● Work to do:
- 1) Reproduce in full, word for word, the article on Array Collective winning the Turner prize.
- 2) Copy the records below with "cane chair" replaced by "wicker armchair" and everything else unchanged, leaving out the pictures.

● Extract:
Groupthink
Array Collective, a group from Belfast, wins the Turner prize
It is the first time artists from Northern Ireland have won the prestigious contemporary-art award
They crowded onto the stage at the Coventry Cathedral in a flurry of colour and sequins. On December 1st Array Collective, a group of 11 Belfast-based artists, were declared the winners of this year’s Turner prize, Britain’s most prestigious contemporary-art award, worth £25,000 ($33,000). The collective, who transformed a room at the Herbert Art Gallery and Museum in Coventry into a replica of a síbín (shebeen), an underground Irish pub, are the first artists from Northern Ireland ever to win. One of the contributors, her baby snoozing in a sling, said the money would help fund a permanent studio. They all joked that they would head to their síbín for a few celebratory pints.
No individuals were nominated for the Turner prize this year—five collectives made the shortlist instead. Alongside the Northern Irish winners, the jury considered Gentle/Radical, an organisation from Cardiff made up of artists, religious leaders and youth workers; Black Obsidian Sound System (BOSS), a London-based group of queer, trans and non-binary artists from black and minority-ethnic backgrounds; Cooking Sections, a duo who live in London but work mostly in the Scottish Highlands; and Project Art Works, a studio of neurodiverse artists and their caregivers, based in Hastings. Each group advocates for a cause through their work, be it reforming the food industry to protect the environment (Cooking Sections), helping poor communities access art (Gentle/Radical), creating spaces where individuals can enjoy music free from racism and homophobia (BOSS) or disability rights (Project Art Works).

● Data to process:

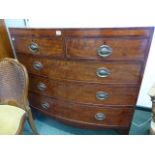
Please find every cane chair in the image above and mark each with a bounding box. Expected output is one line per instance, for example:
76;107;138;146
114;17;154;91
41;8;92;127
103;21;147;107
0;58;38;134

● Solution list:
- 1)
Groupthink
Array Collective, a group from Belfast, wins the Turner prize
It is the first time artists from Northern Ireland have won the prestigious contemporary-art award
They crowded onto the stage at the Coventry Cathedral in a flurry of colour and sequins. On December 1st Array Collective, a group of 11 Belfast-based artists, were declared the winners of this year’s Turner prize, Britain’s most prestigious contemporary-art award, worth £25,000 ($33,000). The collective, who transformed a room at the Herbert Art Gallery and Museum in Coventry into a replica of a síbín (shebeen), an underground Irish pub, are the first artists from Northern Ireland ever to win. One of the contributors, her baby snoozing in a sling, said the money would help fund a permanent studio. They all joked that they would head to their síbín for a few celebratory pints.
No individuals were nominated for the Turner prize this year—five collectives made the shortlist instead. Alongside the Northern Irish winners, the jury considered Gentle/Radical, an organisation from Cardiff made up of artists, religious leaders and youth workers; Black Obsidian Sound System (BOSS), a London-based group of queer, trans and non-binary artists from black and minority-ethnic backgrounds; Cooking Sections, a duo who live in London but work mostly in the Scottish Highlands; and Project Art Works, a studio of neurodiverse artists and their caregivers, based in Hastings. Each group advocates for a cause through their work, be it reforming the food industry to protect the environment (Cooking Sections), helping poor communities access art (Gentle/Radical), creating spaces where individuals can enjoy music free from racism and homophobia (BOSS) or disability rights (Project Art Works).

- 2)
Please find every wicker armchair in the image above and mark each with a bounding box. Expected output is one line per instance, for example:
76;107;138;146
114;17;154;91
41;8;92;127
103;21;147;107
0;58;38;134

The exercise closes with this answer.